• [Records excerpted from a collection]

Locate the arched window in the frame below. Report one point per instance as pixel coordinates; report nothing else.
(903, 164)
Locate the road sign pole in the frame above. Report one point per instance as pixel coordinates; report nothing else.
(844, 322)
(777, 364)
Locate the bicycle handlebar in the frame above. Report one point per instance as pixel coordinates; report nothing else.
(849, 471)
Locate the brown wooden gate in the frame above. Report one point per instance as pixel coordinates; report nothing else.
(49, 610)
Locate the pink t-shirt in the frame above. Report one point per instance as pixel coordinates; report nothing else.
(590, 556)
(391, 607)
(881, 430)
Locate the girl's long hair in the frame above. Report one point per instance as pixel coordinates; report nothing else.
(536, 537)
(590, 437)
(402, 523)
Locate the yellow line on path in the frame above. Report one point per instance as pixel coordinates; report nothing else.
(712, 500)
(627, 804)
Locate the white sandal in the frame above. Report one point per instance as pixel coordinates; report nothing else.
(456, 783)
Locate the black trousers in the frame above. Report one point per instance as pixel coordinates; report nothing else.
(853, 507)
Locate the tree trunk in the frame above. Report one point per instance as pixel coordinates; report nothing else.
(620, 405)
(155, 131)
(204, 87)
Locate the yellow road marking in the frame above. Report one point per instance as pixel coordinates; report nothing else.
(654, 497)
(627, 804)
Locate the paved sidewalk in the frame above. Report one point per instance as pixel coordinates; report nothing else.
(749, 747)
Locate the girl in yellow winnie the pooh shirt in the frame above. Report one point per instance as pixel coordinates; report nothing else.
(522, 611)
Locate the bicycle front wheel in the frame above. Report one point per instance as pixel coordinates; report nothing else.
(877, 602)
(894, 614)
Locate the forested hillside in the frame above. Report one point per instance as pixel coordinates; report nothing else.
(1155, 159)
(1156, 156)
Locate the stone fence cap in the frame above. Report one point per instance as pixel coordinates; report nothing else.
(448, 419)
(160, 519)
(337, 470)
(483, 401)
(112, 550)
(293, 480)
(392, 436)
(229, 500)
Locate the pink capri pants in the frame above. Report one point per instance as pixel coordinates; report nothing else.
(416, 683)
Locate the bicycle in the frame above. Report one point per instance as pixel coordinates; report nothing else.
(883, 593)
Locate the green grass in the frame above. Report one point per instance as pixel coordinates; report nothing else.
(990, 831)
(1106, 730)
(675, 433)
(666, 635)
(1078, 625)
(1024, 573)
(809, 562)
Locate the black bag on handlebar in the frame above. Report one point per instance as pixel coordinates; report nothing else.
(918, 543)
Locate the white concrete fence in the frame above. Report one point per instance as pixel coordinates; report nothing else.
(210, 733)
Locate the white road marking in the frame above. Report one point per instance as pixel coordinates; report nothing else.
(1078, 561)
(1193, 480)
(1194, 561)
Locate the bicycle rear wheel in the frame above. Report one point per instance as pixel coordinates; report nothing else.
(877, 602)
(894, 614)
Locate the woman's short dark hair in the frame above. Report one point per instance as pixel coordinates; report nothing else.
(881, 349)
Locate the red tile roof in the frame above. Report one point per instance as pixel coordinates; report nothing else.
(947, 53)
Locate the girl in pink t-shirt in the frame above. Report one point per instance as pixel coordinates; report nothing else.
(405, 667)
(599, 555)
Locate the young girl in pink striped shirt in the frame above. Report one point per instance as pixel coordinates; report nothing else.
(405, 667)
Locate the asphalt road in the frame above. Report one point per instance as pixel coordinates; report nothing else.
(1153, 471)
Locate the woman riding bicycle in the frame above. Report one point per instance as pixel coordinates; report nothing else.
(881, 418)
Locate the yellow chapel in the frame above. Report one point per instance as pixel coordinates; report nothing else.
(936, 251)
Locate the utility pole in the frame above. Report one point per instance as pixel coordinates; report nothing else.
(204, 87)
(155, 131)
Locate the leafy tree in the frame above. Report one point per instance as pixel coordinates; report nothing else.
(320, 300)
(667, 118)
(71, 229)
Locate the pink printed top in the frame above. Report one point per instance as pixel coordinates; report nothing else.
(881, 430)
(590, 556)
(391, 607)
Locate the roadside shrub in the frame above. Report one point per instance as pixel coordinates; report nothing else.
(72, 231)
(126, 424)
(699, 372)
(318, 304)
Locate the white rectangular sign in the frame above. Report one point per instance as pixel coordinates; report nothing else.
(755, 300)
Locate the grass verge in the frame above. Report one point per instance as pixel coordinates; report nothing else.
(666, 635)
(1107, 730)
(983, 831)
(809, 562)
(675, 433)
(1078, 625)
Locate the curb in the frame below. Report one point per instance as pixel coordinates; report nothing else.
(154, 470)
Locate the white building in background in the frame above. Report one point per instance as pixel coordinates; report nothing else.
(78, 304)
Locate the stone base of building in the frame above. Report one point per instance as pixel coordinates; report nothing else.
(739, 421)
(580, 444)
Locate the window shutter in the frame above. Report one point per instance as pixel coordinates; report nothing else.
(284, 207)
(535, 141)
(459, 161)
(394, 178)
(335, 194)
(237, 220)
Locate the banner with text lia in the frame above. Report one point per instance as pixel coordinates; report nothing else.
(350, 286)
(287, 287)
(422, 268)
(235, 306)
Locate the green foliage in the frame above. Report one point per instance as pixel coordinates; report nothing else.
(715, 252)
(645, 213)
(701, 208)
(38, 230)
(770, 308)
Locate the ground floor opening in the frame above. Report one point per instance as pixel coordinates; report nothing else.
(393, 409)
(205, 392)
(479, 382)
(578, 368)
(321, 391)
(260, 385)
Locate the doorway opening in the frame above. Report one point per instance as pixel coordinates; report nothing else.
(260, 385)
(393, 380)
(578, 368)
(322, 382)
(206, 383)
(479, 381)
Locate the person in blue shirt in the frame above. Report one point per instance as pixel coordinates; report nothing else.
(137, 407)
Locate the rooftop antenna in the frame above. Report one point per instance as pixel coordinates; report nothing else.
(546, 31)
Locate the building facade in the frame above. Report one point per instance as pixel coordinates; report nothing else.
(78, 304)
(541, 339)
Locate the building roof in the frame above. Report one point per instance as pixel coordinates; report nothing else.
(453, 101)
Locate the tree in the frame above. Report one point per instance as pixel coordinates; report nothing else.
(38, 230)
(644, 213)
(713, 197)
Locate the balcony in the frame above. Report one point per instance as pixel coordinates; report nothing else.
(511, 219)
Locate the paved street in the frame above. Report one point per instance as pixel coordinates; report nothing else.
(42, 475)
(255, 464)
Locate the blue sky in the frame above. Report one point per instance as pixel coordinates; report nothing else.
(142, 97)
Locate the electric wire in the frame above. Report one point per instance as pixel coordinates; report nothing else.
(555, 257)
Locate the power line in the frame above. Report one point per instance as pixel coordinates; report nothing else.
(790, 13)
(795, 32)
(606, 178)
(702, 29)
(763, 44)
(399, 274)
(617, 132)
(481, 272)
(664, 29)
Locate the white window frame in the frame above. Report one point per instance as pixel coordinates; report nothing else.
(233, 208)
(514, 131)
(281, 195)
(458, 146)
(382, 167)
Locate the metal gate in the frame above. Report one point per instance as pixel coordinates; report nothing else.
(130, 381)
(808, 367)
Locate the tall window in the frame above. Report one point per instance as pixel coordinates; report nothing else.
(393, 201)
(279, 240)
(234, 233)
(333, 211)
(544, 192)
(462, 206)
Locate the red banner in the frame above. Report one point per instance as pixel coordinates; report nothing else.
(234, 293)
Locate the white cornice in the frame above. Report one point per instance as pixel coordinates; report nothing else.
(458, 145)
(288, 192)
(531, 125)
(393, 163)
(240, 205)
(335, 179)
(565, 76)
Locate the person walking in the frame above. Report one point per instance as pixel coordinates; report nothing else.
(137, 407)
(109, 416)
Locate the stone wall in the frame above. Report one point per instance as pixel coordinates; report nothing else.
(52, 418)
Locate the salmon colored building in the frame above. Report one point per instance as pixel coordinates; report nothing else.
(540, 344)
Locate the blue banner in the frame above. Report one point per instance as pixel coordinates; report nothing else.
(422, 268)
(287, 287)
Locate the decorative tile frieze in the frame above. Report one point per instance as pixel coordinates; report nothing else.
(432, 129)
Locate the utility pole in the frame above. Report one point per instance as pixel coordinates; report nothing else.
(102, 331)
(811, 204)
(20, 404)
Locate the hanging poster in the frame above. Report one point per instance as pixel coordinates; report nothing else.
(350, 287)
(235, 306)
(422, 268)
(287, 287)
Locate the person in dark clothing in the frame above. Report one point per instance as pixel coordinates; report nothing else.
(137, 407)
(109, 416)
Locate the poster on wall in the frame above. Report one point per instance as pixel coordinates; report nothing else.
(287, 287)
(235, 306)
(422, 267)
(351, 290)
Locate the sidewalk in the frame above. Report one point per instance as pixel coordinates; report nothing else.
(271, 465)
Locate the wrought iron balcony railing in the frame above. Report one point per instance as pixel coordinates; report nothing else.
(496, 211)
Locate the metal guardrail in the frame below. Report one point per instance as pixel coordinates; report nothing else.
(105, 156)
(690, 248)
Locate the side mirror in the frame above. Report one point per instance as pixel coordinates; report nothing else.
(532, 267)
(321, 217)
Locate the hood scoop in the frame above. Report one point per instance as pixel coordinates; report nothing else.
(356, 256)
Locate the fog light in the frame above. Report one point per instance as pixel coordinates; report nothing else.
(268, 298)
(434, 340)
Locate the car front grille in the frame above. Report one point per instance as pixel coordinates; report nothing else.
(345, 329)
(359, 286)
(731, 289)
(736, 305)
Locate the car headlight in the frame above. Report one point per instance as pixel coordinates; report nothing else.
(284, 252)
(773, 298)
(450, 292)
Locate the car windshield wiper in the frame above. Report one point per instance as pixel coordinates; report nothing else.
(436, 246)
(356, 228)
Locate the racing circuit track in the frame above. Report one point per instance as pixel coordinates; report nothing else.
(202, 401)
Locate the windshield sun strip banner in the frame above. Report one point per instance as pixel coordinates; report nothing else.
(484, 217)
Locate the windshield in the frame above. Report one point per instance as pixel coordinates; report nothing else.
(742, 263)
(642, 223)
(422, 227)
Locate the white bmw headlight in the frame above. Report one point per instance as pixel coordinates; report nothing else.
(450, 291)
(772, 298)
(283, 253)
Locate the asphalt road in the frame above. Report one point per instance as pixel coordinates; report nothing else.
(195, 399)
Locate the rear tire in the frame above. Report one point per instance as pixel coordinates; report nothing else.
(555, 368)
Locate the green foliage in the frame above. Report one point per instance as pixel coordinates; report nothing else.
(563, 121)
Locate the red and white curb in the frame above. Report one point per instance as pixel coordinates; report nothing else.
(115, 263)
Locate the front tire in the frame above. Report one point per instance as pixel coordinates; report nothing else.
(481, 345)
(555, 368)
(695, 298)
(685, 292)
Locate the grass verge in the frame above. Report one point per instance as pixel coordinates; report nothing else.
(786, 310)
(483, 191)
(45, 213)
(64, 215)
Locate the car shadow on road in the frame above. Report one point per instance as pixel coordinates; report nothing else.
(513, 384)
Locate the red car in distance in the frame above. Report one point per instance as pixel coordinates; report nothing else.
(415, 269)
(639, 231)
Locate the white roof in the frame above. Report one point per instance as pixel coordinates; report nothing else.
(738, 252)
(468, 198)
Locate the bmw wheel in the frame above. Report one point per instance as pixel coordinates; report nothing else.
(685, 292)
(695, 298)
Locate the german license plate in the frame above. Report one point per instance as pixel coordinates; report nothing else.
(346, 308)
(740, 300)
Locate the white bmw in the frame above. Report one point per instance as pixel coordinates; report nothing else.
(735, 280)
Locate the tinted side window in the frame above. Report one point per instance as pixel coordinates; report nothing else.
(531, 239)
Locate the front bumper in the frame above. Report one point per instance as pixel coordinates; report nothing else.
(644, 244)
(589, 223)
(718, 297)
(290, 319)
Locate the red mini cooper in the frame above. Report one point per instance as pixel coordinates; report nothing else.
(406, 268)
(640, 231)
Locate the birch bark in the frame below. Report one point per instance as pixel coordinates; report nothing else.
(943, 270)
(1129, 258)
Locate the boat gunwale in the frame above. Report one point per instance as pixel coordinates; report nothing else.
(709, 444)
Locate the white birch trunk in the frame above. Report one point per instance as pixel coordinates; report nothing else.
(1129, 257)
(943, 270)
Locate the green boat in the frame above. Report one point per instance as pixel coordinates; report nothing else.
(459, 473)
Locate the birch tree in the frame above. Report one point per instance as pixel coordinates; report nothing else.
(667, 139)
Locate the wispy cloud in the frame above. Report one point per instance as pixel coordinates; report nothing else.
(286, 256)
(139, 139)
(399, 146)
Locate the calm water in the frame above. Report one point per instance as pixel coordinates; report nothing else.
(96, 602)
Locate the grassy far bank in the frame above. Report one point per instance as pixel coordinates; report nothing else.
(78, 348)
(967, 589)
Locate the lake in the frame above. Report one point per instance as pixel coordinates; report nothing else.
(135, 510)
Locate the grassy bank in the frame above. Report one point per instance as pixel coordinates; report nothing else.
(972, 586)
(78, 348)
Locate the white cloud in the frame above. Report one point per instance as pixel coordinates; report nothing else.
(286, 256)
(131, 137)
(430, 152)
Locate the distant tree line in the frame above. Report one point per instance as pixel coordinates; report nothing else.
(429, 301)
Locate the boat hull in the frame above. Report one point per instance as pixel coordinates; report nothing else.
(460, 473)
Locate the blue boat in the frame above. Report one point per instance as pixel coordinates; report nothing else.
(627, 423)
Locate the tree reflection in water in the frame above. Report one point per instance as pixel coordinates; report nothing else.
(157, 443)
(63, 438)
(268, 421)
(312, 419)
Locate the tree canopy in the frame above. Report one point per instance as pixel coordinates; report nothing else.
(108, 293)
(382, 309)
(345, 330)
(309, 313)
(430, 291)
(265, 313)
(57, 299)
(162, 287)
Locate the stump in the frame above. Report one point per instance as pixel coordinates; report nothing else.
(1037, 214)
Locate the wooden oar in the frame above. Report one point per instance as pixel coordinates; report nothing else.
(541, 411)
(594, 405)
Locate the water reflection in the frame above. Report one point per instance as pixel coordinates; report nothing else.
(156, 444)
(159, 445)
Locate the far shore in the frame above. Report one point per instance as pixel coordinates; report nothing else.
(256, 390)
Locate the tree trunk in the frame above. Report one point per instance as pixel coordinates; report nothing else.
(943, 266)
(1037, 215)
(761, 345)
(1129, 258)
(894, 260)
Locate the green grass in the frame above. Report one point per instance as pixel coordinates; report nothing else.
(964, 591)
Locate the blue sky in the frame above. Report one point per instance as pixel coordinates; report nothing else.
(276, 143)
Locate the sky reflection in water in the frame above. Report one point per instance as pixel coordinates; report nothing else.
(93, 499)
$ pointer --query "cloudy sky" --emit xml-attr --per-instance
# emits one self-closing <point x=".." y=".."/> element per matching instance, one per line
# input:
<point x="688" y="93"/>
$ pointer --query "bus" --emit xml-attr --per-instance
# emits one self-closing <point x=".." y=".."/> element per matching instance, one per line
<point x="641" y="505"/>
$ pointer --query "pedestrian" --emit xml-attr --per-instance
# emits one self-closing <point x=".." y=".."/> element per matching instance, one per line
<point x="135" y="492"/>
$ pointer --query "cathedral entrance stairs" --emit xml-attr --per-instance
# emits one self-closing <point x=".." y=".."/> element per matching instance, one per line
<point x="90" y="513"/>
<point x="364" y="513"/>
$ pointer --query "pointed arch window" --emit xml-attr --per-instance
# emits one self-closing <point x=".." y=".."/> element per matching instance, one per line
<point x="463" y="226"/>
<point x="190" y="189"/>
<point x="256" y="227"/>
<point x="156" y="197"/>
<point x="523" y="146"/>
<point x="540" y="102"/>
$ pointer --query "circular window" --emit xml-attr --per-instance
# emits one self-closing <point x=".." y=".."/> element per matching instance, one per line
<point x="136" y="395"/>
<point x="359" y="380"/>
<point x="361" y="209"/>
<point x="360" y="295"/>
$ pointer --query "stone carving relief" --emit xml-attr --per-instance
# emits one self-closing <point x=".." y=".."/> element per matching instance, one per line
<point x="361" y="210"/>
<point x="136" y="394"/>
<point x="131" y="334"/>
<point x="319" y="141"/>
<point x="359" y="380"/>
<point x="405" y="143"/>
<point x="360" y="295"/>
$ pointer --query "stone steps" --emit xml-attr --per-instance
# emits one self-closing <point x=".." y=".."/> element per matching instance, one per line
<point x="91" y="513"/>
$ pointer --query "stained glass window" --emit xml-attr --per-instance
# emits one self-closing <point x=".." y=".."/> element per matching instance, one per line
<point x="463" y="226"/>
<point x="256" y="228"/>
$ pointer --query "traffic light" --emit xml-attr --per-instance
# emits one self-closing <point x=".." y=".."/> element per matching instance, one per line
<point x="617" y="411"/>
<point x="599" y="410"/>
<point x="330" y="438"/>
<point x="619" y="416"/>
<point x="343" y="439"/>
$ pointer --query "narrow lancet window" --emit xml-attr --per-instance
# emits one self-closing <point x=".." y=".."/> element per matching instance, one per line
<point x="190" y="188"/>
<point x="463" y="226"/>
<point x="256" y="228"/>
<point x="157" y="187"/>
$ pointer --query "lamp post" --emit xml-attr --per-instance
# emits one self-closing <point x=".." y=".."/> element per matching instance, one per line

• [Activity]
The answer must consist of every line from the entries that holds the string "attr".

• [Answer to this exercise]
$ pointer --query "cloudy sky" --emit xml-attr --per-instance
$ pointer --query "bus" --emit xml-attr --per-instance
$ pointer --query "pedestrian" --emit xml-attr --per-instance
$ pointer --query "cathedral entrance stairs" --emit xml-attr --per-instance
$ pointer --query "pointed arch window" --emit xml-attr --per-instance
$ pointer --query "circular window" --emit xml-attr --per-instance
$ pointer --query "stone carving relief" --emit xml-attr --per-instance
$ pointer --query "stone steps" --emit xml-attr --per-instance
$ pointer --query "stained glass window" --emit xml-attr --per-instance
$ pointer --query "traffic light" --emit xml-attr --per-instance
$ pointer --query "narrow lancet window" --emit xml-attr --per-instance
$ pointer --query "lamp post" --emit xml-attr --per-instance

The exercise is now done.